Arch/Matheos is an American progressive metal project.

History 
Arch/Matheos began as a reunion between founding Fates Warning members John Arch and Jim Matheos, who had not collaborated since Arch's 2003 EP A Twist Of Fate and had not fully collaborated for a whole album since 1986's Awaken the Guardian. In 2010, the duo began working on an album together and brought along three Fates Warning members to the fold. The five members would in turn release their debut album "Sympathetic Resonance" in 2011, under the name Arch/Matheos. The album, while only 6 tracks, clocked at 55 minutes. On August 17, 2018, they re-signed with Metal Blade records.
___
**WRITTEN TASKS**
[1] Could you give the Arch/Matheos history again, starting with "Arch/Matheos is an" and going on through "Metal Blade records.", with "duo" changed to "pair"?
[2] Do these statements agree with the Arch/Matheos article? Answer yes or no for each and quote the words that decide it.
(a) The debut album of Arch/Matheos had six tracks.
(b) Arch and Matheos started working on an album together in 2008.
(c) Awaken the Guardian came out in 1986.
[3] Can you continue the Arch/Matheos history from the point where it stops?

**DATASET EXTRACT**
___
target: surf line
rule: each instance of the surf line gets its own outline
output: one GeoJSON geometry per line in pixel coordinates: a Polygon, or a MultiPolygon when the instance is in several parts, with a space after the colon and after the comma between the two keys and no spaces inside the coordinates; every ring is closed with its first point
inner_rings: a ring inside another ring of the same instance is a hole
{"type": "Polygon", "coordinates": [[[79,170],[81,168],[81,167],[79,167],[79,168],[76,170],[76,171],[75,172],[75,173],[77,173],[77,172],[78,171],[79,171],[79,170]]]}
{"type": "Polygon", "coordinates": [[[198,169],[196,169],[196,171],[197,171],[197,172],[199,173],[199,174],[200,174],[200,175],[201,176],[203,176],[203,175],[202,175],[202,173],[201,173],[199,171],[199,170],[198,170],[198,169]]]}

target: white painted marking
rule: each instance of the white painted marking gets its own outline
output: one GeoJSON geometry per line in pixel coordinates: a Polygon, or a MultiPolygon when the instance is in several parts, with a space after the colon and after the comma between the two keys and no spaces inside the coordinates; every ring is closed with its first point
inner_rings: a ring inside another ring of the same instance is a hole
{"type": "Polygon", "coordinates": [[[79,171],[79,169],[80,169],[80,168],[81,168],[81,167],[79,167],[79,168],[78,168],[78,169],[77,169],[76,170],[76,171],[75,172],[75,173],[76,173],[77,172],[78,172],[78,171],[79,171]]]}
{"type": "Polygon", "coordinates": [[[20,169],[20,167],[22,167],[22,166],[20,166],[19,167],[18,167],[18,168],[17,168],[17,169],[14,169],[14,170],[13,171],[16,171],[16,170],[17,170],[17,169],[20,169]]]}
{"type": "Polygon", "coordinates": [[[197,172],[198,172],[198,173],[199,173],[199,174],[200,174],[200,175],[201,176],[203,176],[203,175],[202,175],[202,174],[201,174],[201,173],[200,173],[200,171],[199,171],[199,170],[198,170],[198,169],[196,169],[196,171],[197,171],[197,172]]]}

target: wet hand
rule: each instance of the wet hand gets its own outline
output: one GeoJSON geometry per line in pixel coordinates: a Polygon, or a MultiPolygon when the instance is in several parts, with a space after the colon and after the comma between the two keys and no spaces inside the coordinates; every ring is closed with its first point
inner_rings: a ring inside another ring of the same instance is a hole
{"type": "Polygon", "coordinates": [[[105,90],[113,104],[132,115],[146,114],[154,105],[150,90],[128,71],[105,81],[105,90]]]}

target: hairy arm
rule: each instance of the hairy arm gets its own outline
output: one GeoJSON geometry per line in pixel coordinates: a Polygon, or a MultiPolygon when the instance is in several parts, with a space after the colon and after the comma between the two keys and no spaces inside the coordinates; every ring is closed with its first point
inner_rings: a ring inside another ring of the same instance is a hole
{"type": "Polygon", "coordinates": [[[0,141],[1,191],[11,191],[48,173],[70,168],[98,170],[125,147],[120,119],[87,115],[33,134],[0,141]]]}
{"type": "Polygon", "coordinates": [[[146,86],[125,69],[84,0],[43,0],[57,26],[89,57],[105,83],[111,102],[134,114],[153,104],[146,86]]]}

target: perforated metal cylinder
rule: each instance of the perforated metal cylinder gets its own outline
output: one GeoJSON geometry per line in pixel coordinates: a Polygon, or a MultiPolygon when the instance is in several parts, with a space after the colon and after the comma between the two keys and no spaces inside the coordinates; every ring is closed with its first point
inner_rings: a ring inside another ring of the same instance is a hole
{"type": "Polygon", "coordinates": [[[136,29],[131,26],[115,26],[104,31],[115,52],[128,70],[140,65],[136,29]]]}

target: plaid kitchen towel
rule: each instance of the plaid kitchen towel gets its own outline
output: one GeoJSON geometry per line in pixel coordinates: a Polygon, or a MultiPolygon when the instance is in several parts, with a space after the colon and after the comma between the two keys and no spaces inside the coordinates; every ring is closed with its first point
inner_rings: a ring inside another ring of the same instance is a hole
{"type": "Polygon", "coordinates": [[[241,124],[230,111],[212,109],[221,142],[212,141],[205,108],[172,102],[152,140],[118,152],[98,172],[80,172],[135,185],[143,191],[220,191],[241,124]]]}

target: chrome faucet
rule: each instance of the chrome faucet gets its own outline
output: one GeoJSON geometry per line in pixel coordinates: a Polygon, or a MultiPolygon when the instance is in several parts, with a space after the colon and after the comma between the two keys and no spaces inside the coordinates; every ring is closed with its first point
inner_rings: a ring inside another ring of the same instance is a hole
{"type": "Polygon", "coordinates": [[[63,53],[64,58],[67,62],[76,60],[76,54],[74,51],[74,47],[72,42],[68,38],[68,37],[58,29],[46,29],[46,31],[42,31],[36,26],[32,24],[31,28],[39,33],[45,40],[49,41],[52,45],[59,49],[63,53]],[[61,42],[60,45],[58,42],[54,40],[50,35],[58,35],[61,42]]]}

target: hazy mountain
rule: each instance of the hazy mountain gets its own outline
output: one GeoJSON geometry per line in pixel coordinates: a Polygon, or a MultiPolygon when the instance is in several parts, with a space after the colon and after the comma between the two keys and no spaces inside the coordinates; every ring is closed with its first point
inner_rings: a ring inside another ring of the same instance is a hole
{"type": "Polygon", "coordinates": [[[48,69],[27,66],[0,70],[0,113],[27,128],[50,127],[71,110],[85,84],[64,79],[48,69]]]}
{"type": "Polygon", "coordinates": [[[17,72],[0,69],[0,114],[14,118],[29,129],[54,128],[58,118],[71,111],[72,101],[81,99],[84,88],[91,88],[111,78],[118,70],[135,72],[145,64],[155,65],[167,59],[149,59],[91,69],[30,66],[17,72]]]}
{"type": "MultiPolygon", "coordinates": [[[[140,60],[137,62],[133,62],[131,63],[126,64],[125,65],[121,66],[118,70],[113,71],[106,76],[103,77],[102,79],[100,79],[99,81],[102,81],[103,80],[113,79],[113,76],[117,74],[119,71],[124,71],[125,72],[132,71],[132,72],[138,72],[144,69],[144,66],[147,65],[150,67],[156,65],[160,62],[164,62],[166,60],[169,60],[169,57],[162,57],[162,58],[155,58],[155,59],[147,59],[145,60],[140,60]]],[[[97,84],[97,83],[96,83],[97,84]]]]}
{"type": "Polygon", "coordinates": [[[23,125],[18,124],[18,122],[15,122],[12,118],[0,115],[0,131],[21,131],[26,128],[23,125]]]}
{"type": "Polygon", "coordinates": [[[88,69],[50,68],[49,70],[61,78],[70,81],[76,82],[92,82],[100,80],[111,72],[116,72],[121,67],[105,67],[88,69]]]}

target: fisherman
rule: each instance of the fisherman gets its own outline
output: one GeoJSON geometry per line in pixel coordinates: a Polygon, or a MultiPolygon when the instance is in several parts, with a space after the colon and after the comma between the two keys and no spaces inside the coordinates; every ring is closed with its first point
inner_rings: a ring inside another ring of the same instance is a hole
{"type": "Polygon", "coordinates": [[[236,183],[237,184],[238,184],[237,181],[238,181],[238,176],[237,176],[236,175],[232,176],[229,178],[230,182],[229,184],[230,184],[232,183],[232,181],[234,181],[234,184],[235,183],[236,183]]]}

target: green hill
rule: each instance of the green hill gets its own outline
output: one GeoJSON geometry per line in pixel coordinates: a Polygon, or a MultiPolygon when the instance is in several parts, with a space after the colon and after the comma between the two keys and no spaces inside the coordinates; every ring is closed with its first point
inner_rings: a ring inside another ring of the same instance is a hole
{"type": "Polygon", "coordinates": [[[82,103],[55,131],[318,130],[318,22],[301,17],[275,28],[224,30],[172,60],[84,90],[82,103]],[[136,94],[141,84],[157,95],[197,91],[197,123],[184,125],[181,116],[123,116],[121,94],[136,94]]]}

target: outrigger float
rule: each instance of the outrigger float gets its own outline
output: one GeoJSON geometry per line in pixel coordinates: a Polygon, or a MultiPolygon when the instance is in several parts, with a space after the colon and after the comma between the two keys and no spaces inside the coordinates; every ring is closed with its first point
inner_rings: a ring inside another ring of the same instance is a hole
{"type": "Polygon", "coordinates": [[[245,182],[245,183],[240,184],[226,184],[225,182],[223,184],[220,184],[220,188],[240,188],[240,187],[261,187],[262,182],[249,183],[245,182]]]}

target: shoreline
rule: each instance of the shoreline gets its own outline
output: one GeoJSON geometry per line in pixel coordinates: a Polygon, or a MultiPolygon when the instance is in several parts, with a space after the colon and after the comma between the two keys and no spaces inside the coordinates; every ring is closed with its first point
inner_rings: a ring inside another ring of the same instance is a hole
___
**THE ANSWERS**
[1]
Arch/Matheos is an American progressive metal project.

History 
Arch/Matheos began as a reunion between founding Fates Warning members John Arch and Jim Matheos, who had not collaborated since Arch's 2003 EP A Twist Of Fate and had not fully collaborated for a whole album since 1986's Awaken the Guardian. In 2010, the pair began working on an album together and brought along three Fates Warning members to the fold. The five members would in turn release their debut album "Sympathetic Resonance" in 2011, under the name Arch/Matheos. The album, while only 6 tracks, clocked at 55 minutes. On August 17, 2018, they re-signed with Metal Blade records.

[2]
(a) Yes: "The album, while only 6 tracks, clocked at 55 minutes."
(b) No: "In 2010, the duo began working on an album together"
(c) Yes: "since 1986's Awaken the Guardian"

[3]
In August 2018, a follow-up album was announced for release in 2019. On March 29, 2019, Metal Blade announced the name of the album would be Winter Ethereal, and was released on May 10. To emphasize the project's distance from Fates Warning, Winter Ethereal featured numerous guest performers such as former Fates Warning members Joe Dibiase and Mark Zonder as well as musicians Steve Di Giorgio (Death, Testament, Charred Walls of the Damned), Cynic's Sean Malone, and drummer Thomas Lang.

Discography 
 Sympathetic Resonance (2011, Metal Blade)
 Winter Ethereal (2019)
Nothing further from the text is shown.